***** RECORD SET
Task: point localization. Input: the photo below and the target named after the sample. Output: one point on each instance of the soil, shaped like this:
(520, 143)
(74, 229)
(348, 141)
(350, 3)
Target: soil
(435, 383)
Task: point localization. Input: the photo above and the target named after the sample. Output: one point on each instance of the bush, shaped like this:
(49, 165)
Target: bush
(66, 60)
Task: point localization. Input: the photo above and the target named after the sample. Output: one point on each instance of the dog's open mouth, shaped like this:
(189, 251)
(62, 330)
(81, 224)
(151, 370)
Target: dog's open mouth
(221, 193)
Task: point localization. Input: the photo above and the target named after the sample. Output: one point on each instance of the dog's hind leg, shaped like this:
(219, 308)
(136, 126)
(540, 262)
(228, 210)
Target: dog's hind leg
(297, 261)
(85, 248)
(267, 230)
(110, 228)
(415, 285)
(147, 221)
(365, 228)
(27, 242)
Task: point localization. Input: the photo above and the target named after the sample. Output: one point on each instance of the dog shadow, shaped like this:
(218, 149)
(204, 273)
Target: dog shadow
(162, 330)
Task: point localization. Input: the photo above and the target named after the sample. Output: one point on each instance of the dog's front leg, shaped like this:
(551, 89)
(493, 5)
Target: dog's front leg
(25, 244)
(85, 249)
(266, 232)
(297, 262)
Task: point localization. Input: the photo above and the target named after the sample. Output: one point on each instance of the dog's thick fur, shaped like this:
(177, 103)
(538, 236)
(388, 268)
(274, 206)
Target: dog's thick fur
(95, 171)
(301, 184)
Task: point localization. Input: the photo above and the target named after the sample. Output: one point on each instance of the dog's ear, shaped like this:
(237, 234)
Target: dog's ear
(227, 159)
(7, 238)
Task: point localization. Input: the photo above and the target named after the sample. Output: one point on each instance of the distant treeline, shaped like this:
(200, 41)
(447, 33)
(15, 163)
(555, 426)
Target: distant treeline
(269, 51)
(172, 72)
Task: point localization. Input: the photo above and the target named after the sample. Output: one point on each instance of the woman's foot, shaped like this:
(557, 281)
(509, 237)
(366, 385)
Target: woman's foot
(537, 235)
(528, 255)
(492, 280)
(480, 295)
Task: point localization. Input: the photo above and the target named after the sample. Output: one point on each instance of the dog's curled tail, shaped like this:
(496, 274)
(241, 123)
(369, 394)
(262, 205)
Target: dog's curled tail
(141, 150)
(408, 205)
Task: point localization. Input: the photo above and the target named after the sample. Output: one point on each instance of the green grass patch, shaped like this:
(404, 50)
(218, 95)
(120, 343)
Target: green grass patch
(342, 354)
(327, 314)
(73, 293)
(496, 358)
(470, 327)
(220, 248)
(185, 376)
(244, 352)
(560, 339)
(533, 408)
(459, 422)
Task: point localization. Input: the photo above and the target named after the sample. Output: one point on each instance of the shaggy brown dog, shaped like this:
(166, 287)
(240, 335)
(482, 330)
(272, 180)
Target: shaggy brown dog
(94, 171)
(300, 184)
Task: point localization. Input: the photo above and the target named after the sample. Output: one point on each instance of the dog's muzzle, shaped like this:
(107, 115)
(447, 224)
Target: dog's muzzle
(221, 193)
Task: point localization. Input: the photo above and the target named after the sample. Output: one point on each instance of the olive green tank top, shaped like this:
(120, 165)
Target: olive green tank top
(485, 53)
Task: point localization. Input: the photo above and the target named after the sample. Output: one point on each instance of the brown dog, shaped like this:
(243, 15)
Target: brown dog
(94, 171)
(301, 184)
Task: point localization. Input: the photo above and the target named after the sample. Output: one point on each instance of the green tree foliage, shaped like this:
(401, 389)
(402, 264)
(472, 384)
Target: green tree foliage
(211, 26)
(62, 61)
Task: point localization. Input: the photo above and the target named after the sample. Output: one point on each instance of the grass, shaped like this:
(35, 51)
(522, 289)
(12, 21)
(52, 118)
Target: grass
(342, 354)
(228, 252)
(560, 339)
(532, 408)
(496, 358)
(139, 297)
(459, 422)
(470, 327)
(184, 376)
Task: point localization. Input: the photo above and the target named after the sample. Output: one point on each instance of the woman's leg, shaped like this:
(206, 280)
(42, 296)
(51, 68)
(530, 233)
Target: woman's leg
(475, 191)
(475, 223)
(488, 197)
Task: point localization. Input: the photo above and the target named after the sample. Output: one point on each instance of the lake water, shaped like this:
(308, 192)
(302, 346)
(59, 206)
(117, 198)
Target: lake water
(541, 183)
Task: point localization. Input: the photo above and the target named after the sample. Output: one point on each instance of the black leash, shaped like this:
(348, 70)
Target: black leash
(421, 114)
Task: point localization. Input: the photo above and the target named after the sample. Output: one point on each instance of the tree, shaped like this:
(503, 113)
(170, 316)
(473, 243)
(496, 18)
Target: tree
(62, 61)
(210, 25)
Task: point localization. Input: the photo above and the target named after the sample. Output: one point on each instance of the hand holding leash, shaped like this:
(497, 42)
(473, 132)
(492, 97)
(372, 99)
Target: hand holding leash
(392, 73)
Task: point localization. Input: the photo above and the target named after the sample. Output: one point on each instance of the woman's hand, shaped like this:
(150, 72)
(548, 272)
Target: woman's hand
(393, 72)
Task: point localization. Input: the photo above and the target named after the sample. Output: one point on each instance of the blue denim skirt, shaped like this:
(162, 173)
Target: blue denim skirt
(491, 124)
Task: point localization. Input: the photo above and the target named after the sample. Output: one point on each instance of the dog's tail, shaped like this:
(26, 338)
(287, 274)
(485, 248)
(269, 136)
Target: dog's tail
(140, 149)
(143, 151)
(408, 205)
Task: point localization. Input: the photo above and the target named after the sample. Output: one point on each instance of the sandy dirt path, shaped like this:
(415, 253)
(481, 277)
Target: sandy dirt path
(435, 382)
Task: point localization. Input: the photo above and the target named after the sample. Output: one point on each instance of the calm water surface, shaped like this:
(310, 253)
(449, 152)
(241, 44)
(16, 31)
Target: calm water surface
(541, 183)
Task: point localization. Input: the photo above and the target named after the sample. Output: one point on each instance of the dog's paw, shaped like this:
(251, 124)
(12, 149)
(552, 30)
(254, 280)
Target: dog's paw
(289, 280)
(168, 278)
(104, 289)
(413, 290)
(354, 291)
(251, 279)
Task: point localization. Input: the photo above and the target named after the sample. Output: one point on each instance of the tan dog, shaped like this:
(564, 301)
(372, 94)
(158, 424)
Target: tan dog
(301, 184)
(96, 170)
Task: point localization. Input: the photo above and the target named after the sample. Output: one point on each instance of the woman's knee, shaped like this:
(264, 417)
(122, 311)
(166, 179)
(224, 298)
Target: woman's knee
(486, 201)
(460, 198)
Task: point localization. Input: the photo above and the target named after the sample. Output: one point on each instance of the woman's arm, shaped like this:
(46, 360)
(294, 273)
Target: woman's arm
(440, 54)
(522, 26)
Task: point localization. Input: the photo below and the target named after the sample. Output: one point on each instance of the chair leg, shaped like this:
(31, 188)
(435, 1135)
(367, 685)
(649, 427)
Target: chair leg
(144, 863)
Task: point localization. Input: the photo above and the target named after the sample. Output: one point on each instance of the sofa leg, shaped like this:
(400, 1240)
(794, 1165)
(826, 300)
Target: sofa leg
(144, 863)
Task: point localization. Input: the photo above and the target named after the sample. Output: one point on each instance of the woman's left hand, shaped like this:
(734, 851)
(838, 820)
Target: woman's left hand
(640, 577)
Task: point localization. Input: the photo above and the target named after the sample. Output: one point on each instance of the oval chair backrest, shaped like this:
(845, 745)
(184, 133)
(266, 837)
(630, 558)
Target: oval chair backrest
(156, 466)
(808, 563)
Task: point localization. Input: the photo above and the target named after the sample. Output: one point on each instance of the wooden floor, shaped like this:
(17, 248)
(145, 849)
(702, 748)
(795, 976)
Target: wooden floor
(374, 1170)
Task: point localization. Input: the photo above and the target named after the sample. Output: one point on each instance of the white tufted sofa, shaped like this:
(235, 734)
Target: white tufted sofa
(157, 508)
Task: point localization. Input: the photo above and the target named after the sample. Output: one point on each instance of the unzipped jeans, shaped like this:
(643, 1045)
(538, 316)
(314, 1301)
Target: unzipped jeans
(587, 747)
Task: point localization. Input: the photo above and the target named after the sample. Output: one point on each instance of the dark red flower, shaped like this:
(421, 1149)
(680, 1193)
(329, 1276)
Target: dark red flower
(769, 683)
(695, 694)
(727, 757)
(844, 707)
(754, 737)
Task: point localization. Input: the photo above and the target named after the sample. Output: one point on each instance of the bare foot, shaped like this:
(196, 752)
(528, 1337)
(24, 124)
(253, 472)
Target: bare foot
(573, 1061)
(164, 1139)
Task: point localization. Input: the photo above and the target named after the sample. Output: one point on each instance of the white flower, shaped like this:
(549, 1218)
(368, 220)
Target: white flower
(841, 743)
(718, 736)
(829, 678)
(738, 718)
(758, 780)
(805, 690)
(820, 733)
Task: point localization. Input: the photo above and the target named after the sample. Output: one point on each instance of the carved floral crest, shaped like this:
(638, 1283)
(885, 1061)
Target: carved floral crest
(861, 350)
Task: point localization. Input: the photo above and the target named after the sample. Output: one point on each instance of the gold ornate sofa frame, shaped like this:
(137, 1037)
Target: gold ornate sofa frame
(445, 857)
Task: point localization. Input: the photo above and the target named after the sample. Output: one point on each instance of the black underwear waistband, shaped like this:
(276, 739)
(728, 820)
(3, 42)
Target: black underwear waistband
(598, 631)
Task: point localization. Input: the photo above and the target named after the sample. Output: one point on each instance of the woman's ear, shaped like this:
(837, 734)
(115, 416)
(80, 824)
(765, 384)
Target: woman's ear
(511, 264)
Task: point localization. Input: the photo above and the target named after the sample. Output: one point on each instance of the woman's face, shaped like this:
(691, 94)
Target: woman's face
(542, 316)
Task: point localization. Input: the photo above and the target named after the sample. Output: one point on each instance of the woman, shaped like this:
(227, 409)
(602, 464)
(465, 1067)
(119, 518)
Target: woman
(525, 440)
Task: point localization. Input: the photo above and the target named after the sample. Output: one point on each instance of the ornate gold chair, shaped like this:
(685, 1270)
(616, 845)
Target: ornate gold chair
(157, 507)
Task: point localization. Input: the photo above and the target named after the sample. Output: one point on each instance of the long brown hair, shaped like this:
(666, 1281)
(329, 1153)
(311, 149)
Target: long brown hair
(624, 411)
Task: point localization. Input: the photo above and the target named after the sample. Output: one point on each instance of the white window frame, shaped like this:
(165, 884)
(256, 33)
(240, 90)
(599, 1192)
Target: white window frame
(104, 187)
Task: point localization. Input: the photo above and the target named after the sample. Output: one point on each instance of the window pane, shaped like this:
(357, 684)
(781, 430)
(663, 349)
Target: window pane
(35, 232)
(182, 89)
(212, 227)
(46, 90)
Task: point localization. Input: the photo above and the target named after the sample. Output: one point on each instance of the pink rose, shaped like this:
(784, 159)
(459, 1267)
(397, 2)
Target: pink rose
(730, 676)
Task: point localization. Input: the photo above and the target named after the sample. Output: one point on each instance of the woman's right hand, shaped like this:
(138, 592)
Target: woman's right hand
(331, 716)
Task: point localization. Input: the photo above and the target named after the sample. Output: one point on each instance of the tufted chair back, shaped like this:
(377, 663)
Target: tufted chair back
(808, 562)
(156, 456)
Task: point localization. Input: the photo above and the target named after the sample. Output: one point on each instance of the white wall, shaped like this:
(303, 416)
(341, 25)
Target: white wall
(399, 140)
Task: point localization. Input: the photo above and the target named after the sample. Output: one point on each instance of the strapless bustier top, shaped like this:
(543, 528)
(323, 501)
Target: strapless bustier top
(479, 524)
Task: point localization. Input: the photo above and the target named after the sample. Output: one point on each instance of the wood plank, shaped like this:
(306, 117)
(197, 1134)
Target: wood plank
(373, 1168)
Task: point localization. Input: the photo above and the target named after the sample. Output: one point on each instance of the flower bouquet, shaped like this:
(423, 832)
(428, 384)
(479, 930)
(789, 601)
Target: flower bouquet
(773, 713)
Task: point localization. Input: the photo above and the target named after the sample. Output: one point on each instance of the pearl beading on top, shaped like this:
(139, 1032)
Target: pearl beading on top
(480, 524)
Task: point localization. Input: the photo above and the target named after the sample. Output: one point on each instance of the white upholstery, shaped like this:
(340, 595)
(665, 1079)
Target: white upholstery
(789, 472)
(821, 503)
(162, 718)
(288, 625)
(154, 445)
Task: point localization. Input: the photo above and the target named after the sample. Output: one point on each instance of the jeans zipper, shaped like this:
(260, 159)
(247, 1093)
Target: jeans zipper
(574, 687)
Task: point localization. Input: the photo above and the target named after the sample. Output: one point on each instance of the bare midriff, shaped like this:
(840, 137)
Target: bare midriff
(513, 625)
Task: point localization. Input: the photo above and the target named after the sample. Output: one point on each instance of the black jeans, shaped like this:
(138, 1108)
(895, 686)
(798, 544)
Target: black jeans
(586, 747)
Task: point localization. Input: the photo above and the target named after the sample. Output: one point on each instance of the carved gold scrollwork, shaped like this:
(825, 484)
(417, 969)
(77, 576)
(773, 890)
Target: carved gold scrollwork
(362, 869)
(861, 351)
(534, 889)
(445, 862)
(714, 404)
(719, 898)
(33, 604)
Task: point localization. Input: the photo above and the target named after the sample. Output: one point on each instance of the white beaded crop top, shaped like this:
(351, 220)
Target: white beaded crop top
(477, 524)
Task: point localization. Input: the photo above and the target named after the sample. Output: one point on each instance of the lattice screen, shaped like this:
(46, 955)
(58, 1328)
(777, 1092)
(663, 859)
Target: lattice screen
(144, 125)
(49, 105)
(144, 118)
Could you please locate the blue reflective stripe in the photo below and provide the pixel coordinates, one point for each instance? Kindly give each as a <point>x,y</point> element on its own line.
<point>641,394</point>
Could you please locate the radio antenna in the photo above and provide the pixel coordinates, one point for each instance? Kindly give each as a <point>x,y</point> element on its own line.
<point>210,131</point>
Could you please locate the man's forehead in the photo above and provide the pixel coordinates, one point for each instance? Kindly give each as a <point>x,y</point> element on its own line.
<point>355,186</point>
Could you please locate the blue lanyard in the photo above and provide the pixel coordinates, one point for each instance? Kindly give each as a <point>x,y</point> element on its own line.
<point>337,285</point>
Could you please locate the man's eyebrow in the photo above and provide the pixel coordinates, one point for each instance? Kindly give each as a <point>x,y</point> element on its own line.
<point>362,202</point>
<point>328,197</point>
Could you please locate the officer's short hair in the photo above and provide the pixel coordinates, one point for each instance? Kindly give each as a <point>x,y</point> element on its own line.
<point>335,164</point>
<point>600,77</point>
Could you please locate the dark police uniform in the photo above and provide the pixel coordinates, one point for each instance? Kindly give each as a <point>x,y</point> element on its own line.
**********
AIM OF THE TASK: Using the records above, copy word for word the line with "Target: wood plank", the line with "white upholstery, shaped", and every line between them.

EXERCISE ANSWER:
Target: wood plank
(373, 1168)
Task: point localization. Input: the photo above and the target named after the sample. Output: one point on each instance of the flower bouquet, shaped like this:
(423, 832)
(428, 384)
(479, 930)
(789, 601)
Target: flower bouquet
(773, 713)
Task: point localization. Input: the photo above and the target named after the sample. Output: one point on each instance of the pearl beading on top, shaped like this:
(139, 1032)
Target: pearl beading on top
(480, 524)
Task: point localization. Input: the photo above and the target named after the sample. Output: one point on each instance of the white upholstery, shaped like this:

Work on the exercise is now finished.